§ **The task**: Arrange every line of the material below as a Markdown table with two columns, Row and Line, numbering the rows in order and omitting blank lines.
++++
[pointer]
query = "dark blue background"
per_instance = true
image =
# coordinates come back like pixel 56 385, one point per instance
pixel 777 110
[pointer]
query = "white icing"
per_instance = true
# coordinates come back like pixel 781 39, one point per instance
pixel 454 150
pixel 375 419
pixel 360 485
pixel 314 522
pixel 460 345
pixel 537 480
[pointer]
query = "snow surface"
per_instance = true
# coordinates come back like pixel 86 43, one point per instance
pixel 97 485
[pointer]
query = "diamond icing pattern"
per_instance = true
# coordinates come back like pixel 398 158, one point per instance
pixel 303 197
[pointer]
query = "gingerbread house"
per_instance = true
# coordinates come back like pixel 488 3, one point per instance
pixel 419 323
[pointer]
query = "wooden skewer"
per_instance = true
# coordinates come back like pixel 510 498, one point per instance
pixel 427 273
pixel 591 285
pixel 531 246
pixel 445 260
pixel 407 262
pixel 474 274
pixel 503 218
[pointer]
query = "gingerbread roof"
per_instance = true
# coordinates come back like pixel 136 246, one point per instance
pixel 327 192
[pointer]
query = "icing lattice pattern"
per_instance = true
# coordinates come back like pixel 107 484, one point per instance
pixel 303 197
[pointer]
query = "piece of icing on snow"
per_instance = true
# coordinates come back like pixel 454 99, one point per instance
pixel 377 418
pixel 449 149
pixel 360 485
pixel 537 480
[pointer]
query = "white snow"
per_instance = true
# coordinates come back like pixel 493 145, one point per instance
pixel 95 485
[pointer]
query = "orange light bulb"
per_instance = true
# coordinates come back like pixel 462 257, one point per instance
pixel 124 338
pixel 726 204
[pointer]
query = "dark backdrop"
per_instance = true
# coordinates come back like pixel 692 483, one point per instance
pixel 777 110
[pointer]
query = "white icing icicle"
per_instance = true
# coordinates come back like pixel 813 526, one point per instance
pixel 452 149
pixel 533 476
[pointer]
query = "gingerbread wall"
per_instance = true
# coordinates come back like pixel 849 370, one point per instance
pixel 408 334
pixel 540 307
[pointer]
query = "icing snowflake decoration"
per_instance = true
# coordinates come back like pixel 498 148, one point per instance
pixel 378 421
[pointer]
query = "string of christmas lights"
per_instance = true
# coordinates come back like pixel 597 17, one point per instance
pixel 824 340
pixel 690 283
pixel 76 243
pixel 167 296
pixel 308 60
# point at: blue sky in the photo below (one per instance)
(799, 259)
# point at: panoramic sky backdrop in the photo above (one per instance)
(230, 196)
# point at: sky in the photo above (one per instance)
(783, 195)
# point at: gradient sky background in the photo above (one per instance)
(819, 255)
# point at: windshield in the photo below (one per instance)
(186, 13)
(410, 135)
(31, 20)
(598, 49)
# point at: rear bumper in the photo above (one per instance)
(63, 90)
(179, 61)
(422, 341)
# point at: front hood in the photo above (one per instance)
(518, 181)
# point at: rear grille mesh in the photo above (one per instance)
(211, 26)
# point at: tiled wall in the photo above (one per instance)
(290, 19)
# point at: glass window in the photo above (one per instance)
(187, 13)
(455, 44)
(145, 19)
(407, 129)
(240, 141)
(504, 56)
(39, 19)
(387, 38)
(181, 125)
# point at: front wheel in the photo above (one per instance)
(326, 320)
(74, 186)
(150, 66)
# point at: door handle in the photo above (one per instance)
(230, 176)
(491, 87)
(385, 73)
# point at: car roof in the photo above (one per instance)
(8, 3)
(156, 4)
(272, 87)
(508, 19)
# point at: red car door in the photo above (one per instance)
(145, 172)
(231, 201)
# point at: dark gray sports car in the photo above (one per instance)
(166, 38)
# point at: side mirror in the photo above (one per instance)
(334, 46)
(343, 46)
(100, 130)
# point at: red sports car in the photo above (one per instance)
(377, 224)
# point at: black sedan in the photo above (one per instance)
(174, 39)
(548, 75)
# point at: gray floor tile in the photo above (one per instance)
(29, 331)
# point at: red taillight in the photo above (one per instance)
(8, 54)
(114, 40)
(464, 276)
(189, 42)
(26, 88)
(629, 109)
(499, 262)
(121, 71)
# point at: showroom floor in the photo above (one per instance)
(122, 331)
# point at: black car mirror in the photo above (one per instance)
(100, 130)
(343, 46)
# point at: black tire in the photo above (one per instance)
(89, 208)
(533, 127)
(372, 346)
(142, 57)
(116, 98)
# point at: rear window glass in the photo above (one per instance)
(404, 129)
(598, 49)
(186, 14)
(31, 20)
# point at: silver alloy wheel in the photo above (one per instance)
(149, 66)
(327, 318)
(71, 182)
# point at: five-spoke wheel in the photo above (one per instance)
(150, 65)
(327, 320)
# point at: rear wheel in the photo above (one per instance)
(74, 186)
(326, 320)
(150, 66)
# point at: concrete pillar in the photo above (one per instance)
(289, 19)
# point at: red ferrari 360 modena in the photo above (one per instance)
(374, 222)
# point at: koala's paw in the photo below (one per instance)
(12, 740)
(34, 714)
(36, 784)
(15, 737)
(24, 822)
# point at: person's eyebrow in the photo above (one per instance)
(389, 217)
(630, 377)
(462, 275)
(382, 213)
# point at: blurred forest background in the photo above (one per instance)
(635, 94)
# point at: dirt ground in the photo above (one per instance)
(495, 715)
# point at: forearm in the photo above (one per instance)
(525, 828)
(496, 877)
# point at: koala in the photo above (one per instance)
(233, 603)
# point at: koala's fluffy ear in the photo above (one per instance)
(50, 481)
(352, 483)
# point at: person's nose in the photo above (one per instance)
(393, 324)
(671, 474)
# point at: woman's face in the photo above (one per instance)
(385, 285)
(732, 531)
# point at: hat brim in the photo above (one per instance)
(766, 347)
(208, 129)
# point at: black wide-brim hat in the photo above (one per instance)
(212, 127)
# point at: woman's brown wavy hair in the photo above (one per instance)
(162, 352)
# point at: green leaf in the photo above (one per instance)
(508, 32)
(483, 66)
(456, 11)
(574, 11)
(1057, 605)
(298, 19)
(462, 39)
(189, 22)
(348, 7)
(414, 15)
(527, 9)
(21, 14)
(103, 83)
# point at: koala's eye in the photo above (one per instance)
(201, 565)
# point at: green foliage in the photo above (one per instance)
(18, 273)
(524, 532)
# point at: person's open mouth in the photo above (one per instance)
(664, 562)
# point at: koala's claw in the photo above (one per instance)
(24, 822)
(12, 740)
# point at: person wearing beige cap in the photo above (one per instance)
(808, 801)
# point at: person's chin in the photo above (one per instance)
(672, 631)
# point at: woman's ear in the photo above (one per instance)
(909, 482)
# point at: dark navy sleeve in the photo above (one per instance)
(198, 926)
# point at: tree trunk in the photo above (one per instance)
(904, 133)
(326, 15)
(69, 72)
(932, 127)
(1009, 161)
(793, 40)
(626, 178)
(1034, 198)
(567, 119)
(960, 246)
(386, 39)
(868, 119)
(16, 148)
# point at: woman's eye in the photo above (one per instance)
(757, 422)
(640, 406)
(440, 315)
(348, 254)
++++
§ **Response for this exercise**:
| Row | Line |
|---|---|
| 1 | [pointer] |
| 2 | query = "dark blue background" |
| 3 | per_instance = true |
| 4 | image = |
| 5 | # coordinates come back like pixel 56 385, one point per instance |
| 6 | pixel 777 110 |
| 7 | [pointer] |
| 8 | query = "white icing" |
| 9 | per_instance = true |
| 10 | # coordinates come back like pixel 781 39, one point per instance |
| 11 | pixel 454 150 |
| 12 | pixel 375 419 |
| 13 | pixel 360 485 |
| 14 | pixel 314 522 |
| 15 | pixel 460 345 |
| 16 | pixel 537 480 |
| 17 | [pointer] |
| 18 | query = "snow surface" |
| 19 | per_instance = true |
| 20 | # coordinates come back like pixel 86 43, one point per instance |
| 21 | pixel 97 485 |
| 22 | [pointer] |
| 23 | query = "diamond icing pattern" |
| 24 | per_instance = true |
| 25 | # coordinates come back like pixel 398 158, one point per instance |
| 26 | pixel 303 197 |
| 27 | [pointer] |
| 28 | query = "gingerbread house" |
| 29 | per_instance = true |
| 30 | # coordinates come back like pixel 488 3, one point per instance |
| 31 | pixel 419 323 |
| 32 | [pointer] |
| 33 | query = "wooden skewer" |
| 34 | per_instance = true |
| 35 | # coordinates come back like pixel 510 498, one point per instance |
| 36 | pixel 427 273 |
| 37 | pixel 591 285 |
| 38 | pixel 531 246 |
| 39 | pixel 445 260 |
| 40 | pixel 407 262 |
| 41 | pixel 474 274 |
| 42 | pixel 503 218 |
| 43 | [pointer] |
| 44 | query = "gingerbread roof" |
| 45 | per_instance = true |
| 46 | # coordinates come back like pixel 136 246, one point per instance |
| 47 | pixel 327 192 |
| 48 | [pointer] |
| 49 | query = "icing lattice pattern" |
| 50 | per_instance = true |
| 51 | # coordinates come back like pixel 107 484, one point per instance |
| 52 | pixel 303 197 |
| 53 | [pointer] |
| 54 | query = "piece of icing on snow" |
| 55 | per_instance = true |
| 56 | # coordinates come back like pixel 454 99, one point per instance |
| 57 | pixel 377 418 |
| 58 | pixel 449 149 |
| 59 | pixel 360 485 |
| 60 | pixel 537 480 |
| 61 | [pointer] |
| 62 | query = "white snow" |
| 63 | per_instance = true |
| 64 | # coordinates come back like pixel 493 145, one point per instance |
| 65 | pixel 95 485 |
| 66 | [pointer] |
| 67 | query = "orange light bulb" |
| 68 | per_instance = true |
| 69 | # coordinates come back like pixel 462 257, one point per instance |
| 70 | pixel 124 338 |
| 71 | pixel 726 204 |
| 72 | [pointer] |
| 73 | query = "dark backdrop" |
| 74 | per_instance = true |
| 75 | # coordinates come back like pixel 692 483, one point per instance |
| 76 | pixel 777 110 |
| 77 | [pointer] |
| 78 | query = "white icing icicle" |
| 79 | per_instance = true |
| 80 | # coordinates come back like pixel 813 526, one point per instance |
| 81 | pixel 452 149 |
| 82 | pixel 533 476 |
| 83 | [pointer] |
| 84 | query = "gingerbread wall" |
| 85 | per_instance = true |
| 86 | # coordinates come back like pixel 849 370, one point per instance |
| 87 | pixel 408 334 |
| 88 | pixel 540 307 |
| 89 | [pointer] |
| 90 | query = "icing snowflake decoration" |
| 91 | per_instance = true |
| 92 | # coordinates come back like pixel 498 148, one point per instance |
| 93 | pixel 378 421 |
| 94 | [pointer] |
| 95 | query = "string of christmas lights" |
| 96 | per_instance = true |
| 97 | # coordinates come back like pixel 597 17, one point per instance |
| 98 | pixel 824 340 |
| 99 | pixel 690 283 |
| 100 | pixel 76 243 |
| 101 | pixel 167 296 |
| 102 | pixel 308 60 |
| 103 | # point at: blue sky in the photo below (one per instance) |
| 104 | (799, 259) |
| 105 | # point at: panoramic sky backdrop in the photo above (one per instance) |
| 106 | (230, 196) |
| 107 | # point at: sky in the photo above (one per instance) |
| 108 | (783, 195) |
| 109 | # point at: gradient sky background in the photo above (one per instance) |
| 110 | (819, 255) |
| 111 | # point at: windshield in the photo below (one per instance) |
| 112 | (186, 13) |
| 113 | (410, 135) |
| 114 | (31, 20) |
| 115 | (598, 49) |
| 116 | # point at: rear bumper in the photo above (one per instance) |
| 117 | (63, 90) |
| 118 | (179, 61) |
| 119 | (422, 341) |
| 120 | # point at: front hood in the photo above (one per instance) |
| 121 | (518, 181) |
| 122 | # point at: rear grille mesh in the photo above (one per instance) |
| 123 | (211, 26) |
| 124 | # point at: tiled wall in the photo above (one per instance) |
| 125 | (290, 19) |
| 126 | # point at: glass window in the photo above (one per instance) |
| 127 | (187, 13) |
| 128 | (455, 44) |
| 129 | (145, 19) |
| 130 | (407, 129) |
| 131 | (240, 141) |
| 132 | (504, 56) |
| 133 | (39, 19) |
| 134 | (387, 38) |
| 135 | (181, 125) |
| 136 | # point at: front wheel in the photo above (one per instance) |
| 137 | (326, 320) |
| 138 | (74, 186) |
| 139 | (150, 66) |
| 140 | # point at: door handle in the photo above (one per instance) |
| 141 | (230, 176) |
| 142 | (491, 87) |
| 143 | (385, 73) |
| 144 | # point at: car roof in the photo above (one per instance) |
| 145 | (8, 3) |
| 146 | (156, 4) |
| 147 | (272, 87) |
| 148 | (508, 19) |
| 149 | # point at: red car door in the photo above (one per instance) |
| 150 | (145, 172) |
| 151 | (231, 201) |
| 152 | # point at: dark gray sports car in the photo above (one per instance) |
| 153 | (166, 38) |
| 154 | # point at: side mirror in the photo above (one per instance) |
| 155 | (334, 46) |
| 156 | (343, 46) |
| 157 | (100, 130) |
| 158 | # point at: red sports car in the photo above (one per instance) |
| 159 | (377, 224) |
| 160 | # point at: black sedan in the photo above (one per instance) |
| 161 | (174, 39) |
| 162 | (548, 75) |
| 163 | # point at: gray floor tile in the photo above (one per instance) |
| 164 | (29, 331) |
| 165 | # point at: red taillight in the photo above (one per instance) |
| 166 | (8, 54) |
| 167 | (114, 40) |
| 168 | (464, 276) |
| 169 | (189, 42) |
| 170 | (26, 88) |
| 171 | (629, 109) |
| 172 | (499, 262) |
| 173 | (121, 71) |
| 174 | # point at: showroom floor in the photo above (one per instance) |
| 175 | (122, 331) |
| 176 | # point at: black car mirror in the photo above (one per instance) |
| 177 | (100, 130) |
| 178 | (343, 46) |
| 179 | # point at: black tire in the photo above (one per instance) |
| 180 | (89, 208) |
| 181 | (533, 127) |
| 182 | (372, 346) |
| 183 | (142, 57) |
| 184 | (116, 98) |
| 185 | # point at: rear window glass in the photo above (one per instance) |
| 186 | (404, 129) |
| 187 | (598, 49) |
| 188 | (186, 14) |
| 189 | (31, 20) |
| 190 | # point at: silver alloy wheel in the photo above (one per instance) |
| 191 | (149, 66) |
| 192 | (327, 318) |
| 193 | (71, 182) |
| 194 | # point at: five-spoke wheel in the photo above (one per instance) |
| 195 | (150, 65) |
| 196 | (327, 320) |
| 197 | # point at: rear wheel in the photo above (one per instance) |
| 198 | (74, 186) |
| 199 | (326, 320) |
| 200 | (150, 66) |
| 201 | # point at: concrete pillar in the photo above (one per instance) |
| 202 | (289, 19) |
| 203 | # point at: red ferrari 360 modena in the photo above (one per instance) |
| 204 | (374, 222) |
| 205 | # point at: koala's paw in the photo below (one per instance) |
| 206 | (12, 740) |
| 207 | (34, 714) |
| 208 | (36, 784) |
| 209 | (15, 737) |
| 210 | (24, 822) |
| 211 | # point at: person's eyebrow in the photo above (one per instance) |
| 212 | (389, 217) |
| 213 | (630, 377) |
| 214 | (462, 275) |
| 215 | (382, 213) |
| 216 | # point at: blurred forest background in the photo above (one per instance) |
| 217 | (635, 94) |
| 218 | # point at: dirt ground in the photo above (one per instance) |
| 219 | (495, 715) |
| 220 | # point at: forearm in the photo above (one per instance) |
| 221 | (525, 828) |
| 222 | (496, 877) |
| 223 | # point at: koala in the photo above (one per instance) |
| 224 | (233, 603) |
| 225 | # point at: koala's fluffy ear in the photo above (one per instance) |
| 226 | (50, 481) |
| 227 | (352, 483) |
| 228 | # point at: person's nose in the photo above (one per instance) |
| 229 | (393, 324) |
| 230 | (671, 474) |
| 231 | # point at: woman's face in the photo above (one per instance) |
| 232 | (385, 285) |
| 233 | (732, 531) |
| 234 | # point at: hat brim in the photo above (one per instance) |
| 235 | (766, 347) |
| 236 | (208, 129) |
| 237 | # point at: black wide-brim hat in the photo above (one per instance) |
| 238 | (212, 127) |
| 239 | # point at: woman's brown wavy hair in the photo above (one per instance) |
| 240 | (162, 352) |
| 241 | # point at: green leaf in the photo above (one per instance) |
| 242 | (508, 32) |
| 243 | (483, 66) |
| 244 | (456, 11) |
| 245 | (574, 11) |
| 246 | (1057, 605) |
| 247 | (298, 19) |
| 248 | (462, 39) |
| 249 | (189, 22) |
| 250 | (348, 7) |
| 251 | (414, 15) |
| 252 | (527, 9) |
| 253 | (21, 14) |
| 254 | (103, 83) |
| 255 | # point at: koala's eye in the photo above (one per instance) |
| 256 | (201, 565) |
| 257 | # point at: green foliage in the photo above (one per instance) |
| 258 | (18, 273) |
| 259 | (524, 532) |
| 260 | # point at: person's open mouth in the photo above (one per instance) |
| 261 | (664, 562) |
| 262 | # point at: koala's claw in the photo above (one per instance) |
| 263 | (24, 822) |
| 264 | (12, 740) |
| 265 | # point at: person wearing beige cap in the photo above (one per instance) |
| 266 | (808, 801) |
| 267 | # point at: person's chin in the photo above (one per instance) |
| 268 | (672, 631) |
| 269 | # point at: woman's ear in the photo above (one per instance) |
| 270 | (909, 482) |
| 271 | # point at: dark navy sleeve in the photo above (one per instance) |
| 272 | (198, 926) |
| 273 | # point at: tree trunk in the photo above (one per instance) |
| 274 | (904, 133) |
| 275 | (326, 15) |
| 276 | (69, 72) |
| 277 | (932, 127) |
| 278 | (1009, 161) |
| 279 | (793, 40) |
| 280 | (626, 178) |
| 281 | (1034, 198) |
| 282 | (567, 119) |
| 283 | (960, 246) |
| 284 | (386, 39) |
| 285 | (868, 119) |
| 286 | (16, 148) |
| 287 | # point at: woman's eye in the photo above (one per instance) |
| 288 | (757, 422) |
| 289 | (640, 406) |
| 290 | (440, 315) |
| 291 | (348, 254) |